### WHAT TO WORK ON:
Return each line of the items below that contains the word "building", copying every such line in full.

### THE INPUT:

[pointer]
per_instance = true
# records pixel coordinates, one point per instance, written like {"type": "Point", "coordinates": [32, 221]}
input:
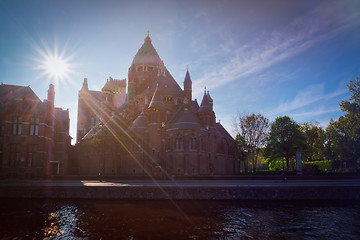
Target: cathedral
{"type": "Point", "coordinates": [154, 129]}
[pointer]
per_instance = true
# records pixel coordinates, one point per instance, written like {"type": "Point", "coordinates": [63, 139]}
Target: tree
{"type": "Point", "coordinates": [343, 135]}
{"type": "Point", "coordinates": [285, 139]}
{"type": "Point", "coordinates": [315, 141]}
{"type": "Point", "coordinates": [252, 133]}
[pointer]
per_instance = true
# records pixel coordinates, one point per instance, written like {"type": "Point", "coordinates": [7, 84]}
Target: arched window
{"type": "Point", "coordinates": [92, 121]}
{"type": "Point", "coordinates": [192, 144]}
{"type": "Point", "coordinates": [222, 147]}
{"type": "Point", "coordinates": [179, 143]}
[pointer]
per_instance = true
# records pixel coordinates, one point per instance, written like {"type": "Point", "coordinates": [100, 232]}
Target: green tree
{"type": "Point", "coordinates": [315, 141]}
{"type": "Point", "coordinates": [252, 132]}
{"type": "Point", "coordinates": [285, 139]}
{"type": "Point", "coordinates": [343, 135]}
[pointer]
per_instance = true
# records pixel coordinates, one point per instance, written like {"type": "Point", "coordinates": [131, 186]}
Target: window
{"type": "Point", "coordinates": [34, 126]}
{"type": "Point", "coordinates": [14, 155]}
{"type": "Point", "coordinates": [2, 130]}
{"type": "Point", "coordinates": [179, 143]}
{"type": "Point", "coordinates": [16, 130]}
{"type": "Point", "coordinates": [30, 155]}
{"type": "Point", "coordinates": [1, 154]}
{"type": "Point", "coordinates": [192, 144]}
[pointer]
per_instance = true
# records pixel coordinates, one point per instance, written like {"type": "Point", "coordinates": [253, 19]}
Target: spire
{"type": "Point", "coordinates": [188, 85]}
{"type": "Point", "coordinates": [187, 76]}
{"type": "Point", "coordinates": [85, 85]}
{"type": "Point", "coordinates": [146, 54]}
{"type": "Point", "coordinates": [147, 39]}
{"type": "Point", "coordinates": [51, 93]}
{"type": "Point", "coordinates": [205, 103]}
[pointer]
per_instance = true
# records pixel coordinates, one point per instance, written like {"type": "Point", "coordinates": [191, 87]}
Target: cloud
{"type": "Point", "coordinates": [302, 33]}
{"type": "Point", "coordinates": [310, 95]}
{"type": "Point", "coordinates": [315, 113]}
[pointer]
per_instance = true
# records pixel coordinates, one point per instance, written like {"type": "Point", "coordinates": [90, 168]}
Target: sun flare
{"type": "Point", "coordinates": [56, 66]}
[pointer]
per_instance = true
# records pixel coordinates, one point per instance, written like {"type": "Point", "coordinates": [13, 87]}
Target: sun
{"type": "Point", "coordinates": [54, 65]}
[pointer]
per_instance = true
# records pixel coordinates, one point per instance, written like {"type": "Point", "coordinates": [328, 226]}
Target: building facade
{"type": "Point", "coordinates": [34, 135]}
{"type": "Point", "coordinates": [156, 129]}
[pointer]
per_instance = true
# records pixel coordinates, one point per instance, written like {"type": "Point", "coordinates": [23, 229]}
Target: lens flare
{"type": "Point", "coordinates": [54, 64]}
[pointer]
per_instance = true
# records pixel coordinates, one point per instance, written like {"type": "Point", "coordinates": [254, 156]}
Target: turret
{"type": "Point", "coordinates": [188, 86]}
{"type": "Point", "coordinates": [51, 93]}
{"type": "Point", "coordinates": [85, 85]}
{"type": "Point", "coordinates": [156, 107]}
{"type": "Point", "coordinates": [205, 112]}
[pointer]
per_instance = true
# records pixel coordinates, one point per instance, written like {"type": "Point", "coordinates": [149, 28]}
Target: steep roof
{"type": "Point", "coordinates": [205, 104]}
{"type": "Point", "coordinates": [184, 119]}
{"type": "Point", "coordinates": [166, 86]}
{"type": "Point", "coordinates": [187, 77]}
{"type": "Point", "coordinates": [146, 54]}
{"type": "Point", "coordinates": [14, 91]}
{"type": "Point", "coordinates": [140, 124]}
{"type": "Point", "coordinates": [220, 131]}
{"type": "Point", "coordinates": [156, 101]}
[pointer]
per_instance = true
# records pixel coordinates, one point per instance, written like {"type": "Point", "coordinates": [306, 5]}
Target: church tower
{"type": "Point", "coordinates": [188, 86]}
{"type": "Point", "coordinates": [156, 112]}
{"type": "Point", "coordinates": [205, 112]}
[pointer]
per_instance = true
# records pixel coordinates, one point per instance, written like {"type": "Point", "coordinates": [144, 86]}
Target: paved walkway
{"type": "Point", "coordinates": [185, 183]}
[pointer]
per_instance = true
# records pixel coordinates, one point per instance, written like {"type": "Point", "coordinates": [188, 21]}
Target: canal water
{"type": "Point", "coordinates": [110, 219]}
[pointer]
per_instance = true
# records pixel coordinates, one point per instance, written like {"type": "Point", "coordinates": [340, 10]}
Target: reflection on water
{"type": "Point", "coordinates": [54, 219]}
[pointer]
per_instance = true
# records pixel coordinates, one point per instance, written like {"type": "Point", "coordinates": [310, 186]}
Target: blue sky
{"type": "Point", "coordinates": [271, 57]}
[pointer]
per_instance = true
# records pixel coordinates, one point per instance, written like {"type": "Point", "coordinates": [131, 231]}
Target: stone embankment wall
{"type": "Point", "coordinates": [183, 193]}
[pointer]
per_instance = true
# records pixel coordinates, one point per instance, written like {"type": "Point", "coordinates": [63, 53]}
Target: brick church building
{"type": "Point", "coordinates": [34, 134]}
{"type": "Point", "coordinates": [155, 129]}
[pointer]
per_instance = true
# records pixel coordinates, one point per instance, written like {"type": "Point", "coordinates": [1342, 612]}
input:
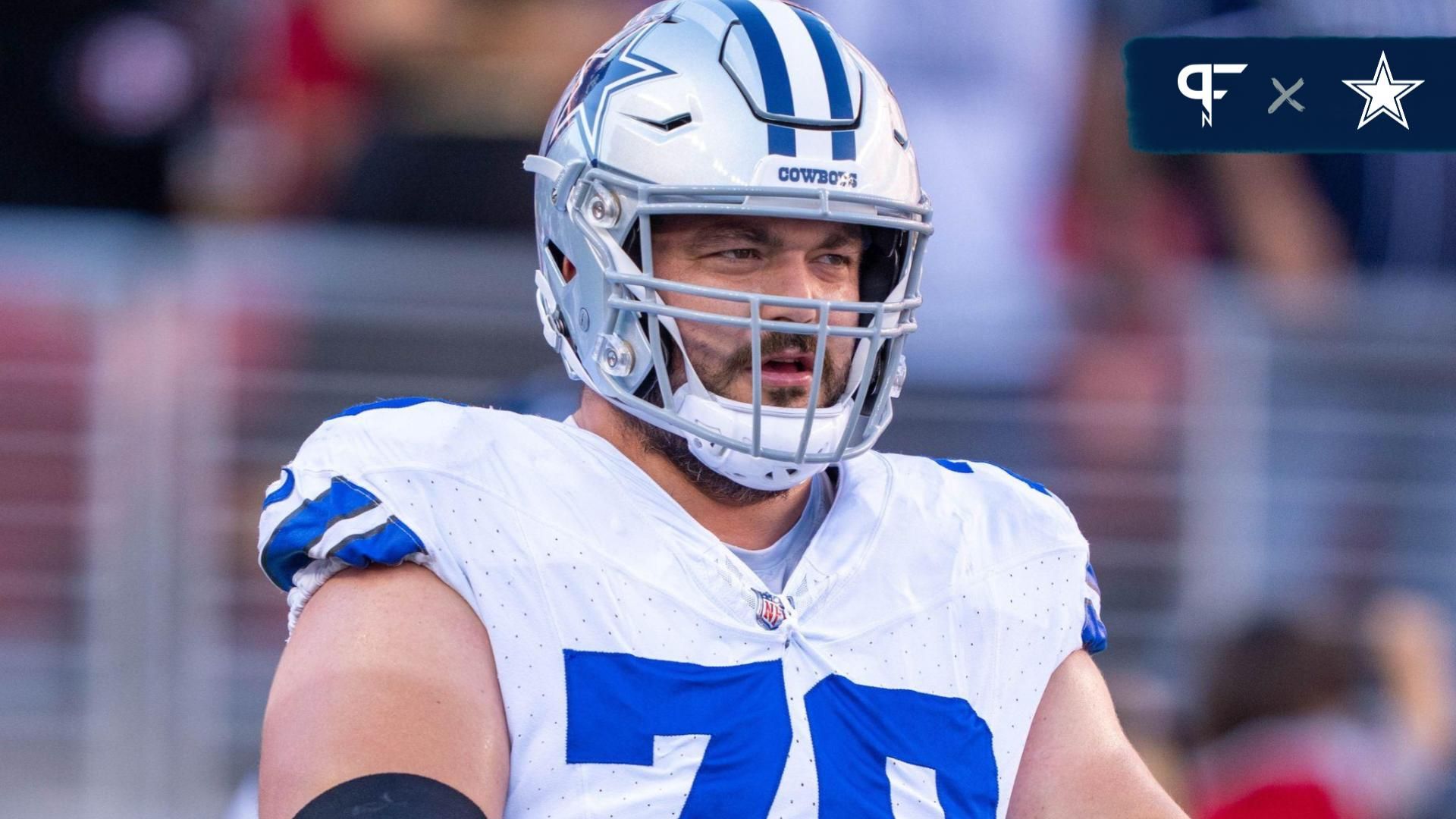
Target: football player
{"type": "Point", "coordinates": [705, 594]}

...

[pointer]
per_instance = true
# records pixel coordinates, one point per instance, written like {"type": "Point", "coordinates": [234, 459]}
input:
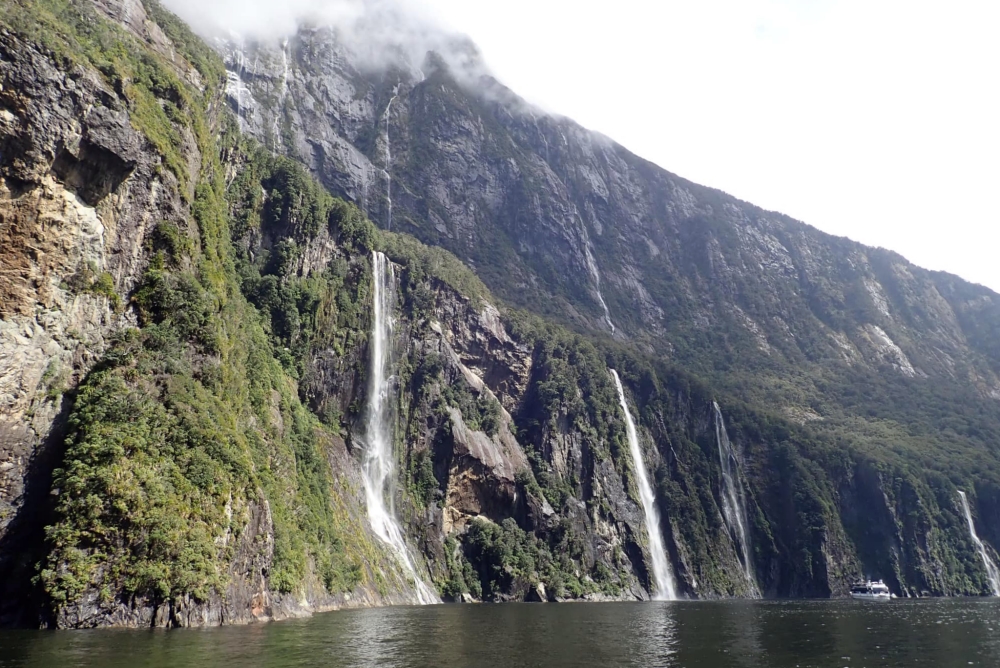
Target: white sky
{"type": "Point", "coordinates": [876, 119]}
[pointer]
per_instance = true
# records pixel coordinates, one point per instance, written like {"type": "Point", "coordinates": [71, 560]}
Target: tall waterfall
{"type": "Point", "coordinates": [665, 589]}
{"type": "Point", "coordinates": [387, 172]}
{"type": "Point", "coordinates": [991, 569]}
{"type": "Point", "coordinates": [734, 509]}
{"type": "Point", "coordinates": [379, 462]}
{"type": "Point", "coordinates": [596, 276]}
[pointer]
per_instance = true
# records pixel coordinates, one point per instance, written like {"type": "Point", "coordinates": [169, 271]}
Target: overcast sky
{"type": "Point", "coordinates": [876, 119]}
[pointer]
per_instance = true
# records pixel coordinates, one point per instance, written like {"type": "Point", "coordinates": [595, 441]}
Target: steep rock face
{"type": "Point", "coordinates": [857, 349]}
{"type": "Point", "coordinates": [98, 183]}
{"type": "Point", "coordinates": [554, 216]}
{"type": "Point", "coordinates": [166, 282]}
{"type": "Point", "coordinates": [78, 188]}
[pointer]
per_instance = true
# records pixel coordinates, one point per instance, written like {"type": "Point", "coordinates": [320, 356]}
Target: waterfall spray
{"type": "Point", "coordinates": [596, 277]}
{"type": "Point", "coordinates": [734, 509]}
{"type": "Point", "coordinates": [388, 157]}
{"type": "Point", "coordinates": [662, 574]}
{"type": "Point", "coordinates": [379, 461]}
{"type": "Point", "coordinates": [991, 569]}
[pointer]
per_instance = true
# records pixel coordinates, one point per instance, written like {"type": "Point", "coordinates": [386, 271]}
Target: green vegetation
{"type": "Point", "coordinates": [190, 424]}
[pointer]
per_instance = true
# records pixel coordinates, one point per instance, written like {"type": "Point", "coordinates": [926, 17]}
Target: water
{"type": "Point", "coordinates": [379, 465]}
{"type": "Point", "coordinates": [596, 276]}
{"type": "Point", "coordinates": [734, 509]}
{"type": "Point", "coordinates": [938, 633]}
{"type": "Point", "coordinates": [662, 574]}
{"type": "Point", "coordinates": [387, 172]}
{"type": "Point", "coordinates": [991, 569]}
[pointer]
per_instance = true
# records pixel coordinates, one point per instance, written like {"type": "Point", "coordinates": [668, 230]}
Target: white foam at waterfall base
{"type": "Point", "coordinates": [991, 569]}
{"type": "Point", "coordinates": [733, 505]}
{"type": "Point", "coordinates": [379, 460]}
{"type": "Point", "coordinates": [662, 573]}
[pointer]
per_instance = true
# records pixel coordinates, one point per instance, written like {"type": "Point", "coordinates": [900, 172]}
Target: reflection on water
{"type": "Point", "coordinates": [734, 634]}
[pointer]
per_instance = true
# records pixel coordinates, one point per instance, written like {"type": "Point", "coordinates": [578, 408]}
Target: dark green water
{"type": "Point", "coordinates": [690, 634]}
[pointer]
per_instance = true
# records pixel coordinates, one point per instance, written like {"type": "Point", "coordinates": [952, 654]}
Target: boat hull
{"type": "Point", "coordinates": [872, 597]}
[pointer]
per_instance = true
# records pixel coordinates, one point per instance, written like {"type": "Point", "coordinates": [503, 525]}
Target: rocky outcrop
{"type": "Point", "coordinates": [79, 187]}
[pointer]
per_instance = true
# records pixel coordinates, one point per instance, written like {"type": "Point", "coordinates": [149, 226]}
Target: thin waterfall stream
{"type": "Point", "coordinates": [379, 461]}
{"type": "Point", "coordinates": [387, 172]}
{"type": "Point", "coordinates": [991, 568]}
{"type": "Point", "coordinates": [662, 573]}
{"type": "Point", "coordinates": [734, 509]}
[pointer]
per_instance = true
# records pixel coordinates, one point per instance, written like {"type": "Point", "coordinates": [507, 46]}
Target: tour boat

### ANSWER FOR THE TASK:
Target: building facade
Target: brick church building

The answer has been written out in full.